Electrical submersible pumps can be operated with a "stinger" or "tailpipe" attached to the inlet of the pump. The tailpipe allows fluid intake at a distance below the pump. An example of such well equipment is described in the article "An Overview of Horizontal Well Completion Technology," by R. E. Cooper et al, SPE Paper No. 17582, presented in November, 1988. Tail pipes are often attached below packers in a well. An electrical submersible pump can be connected to the tail pipe at the packer.
There is a severe limitation to methods which require placement of packers in deviated wells. Even if the packer is designed to be movable or retrievable, there is always the risk that the packer will become stuck and require very expensive retrieval operations or loss of the well. Also, the depth of the pumping equipment in the well cannot normally be changed without the extra expense of retrieving the packer.
All systems proposed in the past for pumping horizontal wells which produce gas along with the liquid add significantly to the cost of the well or the cost of operating the well. There is a great need for a system for pumping a horizontal well without the addition of expensive drilling or completion steps, which allows simple variations of pumping intake location as conditions in the well change, and which alleviates or eliminates the slugging flow problem that is detrimental to the pumping process.
A system is provided that is low risk for pumping a horizontal well with an electrical submersible or other type of pump that is located remote to the distal end of the horizontal well. A length of tubing (dip tube), preferably closed at the distal end and containing fluid entry ports, is placed in the deviated portion of the well. A shear joint may be placed at the top of the dip tube. A swage is used to attach the shear joint or dip tube to a shroud or a length of liner which contains the pump. In one embodiment of the invention, the shroud is supported in the well by tubing extending to the surface and the shroud contains an electrical submersible pump. Gas-liquid separation occurs in the annulus outside the dip tube and at the entrance to the perforations in the dip tube. In another embodiment, the shroud contains a vent hole or holes near the top of the shroud, the shroud being supported in the well by tubing, and a seal is present between the vent holes and the intake port of a rotary gas separator attached to the pump. In a third embodiment the shroud is open at the top and is supported by the casing through use of a liner hanger.
In all embodiments in which the shroud is supported by tubing, a shroud-hanger having sufficient strength to support the shroud and the dip tube is attached at the bottom of the tubing to be placed in the well. In all embodiments, the dip tube is generally run into the horizontal well to a position as close to the distal end as practical, which allows fluid entry to the pump from near the end of the well and eliminates or substantially decreases the slugs of gas which cause problems in pumping the well. The pump may be placed in the vertical, tangent, or horizontal section of the well, but preferably is placed in a section of the hole having a dogleg severity of less than 1 degree per 100 feet to avoid flexure of the pump shaft during operation.
FIG. 1 is a longitudinal sectional view illustrating the gas-liquid separator apparatus in accordance with a first embodiment of the invention in which a shroud having a vent and containing a gas separator and pump is supported in the well by tubing.

* * *

» REQUIREMENT
From the passage on pumping horizontal wells, set down word for word the part that starts with "In all embodiments in" and ends with "shaft during operation.".

Records from a data source:

* * *

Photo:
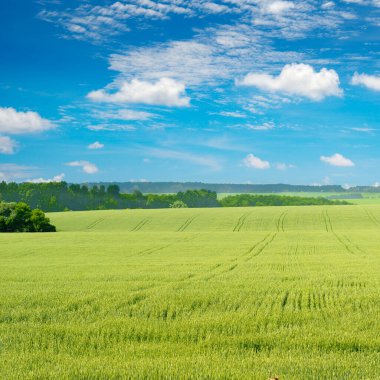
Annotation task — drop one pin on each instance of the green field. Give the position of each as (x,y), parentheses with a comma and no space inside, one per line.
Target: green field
(232,293)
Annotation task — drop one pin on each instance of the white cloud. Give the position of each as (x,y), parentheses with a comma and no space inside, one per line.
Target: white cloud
(57,178)
(96,145)
(370,81)
(252,161)
(363,129)
(184,156)
(124,114)
(165,92)
(86,166)
(234,114)
(328,4)
(14,122)
(10,172)
(7,145)
(292,19)
(298,79)
(111,127)
(282,166)
(277,7)
(337,160)
(261,127)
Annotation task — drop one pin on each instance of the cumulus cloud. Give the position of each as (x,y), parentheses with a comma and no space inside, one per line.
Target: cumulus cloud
(87,167)
(337,160)
(252,161)
(297,79)
(370,81)
(164,92)
(125,114)
(283,166)
(96,145)
(277,7)
(15,122)
(11,172)
(261,127)
(185,156)
(57,178)
(7,145)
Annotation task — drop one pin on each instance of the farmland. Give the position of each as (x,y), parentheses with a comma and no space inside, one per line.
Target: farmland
(234,293)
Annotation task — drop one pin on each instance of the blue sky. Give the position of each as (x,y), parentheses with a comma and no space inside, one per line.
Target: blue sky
(237,91)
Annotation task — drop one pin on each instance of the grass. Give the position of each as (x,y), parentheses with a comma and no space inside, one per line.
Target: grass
(194,293)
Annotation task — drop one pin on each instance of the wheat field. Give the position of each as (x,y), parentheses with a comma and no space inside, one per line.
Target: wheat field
(226,293)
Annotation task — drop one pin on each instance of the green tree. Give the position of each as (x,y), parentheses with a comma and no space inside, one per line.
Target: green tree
(178,204)
(19,217)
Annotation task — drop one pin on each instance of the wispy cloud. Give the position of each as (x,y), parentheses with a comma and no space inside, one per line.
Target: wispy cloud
(337,160)
(18,122)
(299,80)
(208,161)
(86,166)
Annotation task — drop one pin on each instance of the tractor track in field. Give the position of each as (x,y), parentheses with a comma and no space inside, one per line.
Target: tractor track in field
(348,245)
(186,224)
(94,224)
(149,251)
(240,223)
(327,220)
(372,217)
(280,222)
(140,225)
(254,251)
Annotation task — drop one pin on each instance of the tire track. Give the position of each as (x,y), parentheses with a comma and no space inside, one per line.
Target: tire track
(140,225)
(240,223)
(372,217)
(94,224)
(187,223)
(280,222)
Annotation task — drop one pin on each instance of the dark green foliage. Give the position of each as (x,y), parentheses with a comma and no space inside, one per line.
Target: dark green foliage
(19,217)
(62,197)
(245,200)
(199,198)
(178,204)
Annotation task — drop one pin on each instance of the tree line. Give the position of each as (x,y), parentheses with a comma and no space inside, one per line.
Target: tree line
(61,196)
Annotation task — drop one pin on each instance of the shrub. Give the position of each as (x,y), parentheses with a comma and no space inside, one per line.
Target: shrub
(19,217)
(178,204)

* * *

» COMPLETE OUTPUT
In all embodiments in which the shroud is supported by tubing, a shroud-hanger having sufficient strength to support the shroud and the dip tube is attached at the bottom of the tubing to be placed in the well. In all embodiments, the dip tube is generally run into the horizontal well to a position as close to the distal end as practical, which allows fluid entry to the pump from near the end of the well and eliminates or substantially decreases the slugs of gas which cause problems in pumping the well. The pump may be placed in the vertical, tangent, or horizontal section of the well, but preferably is placed in a section of the hole having a dogleg severity of less than 1 degree per 100 feet to avoid flexure of the pump shaft during operation.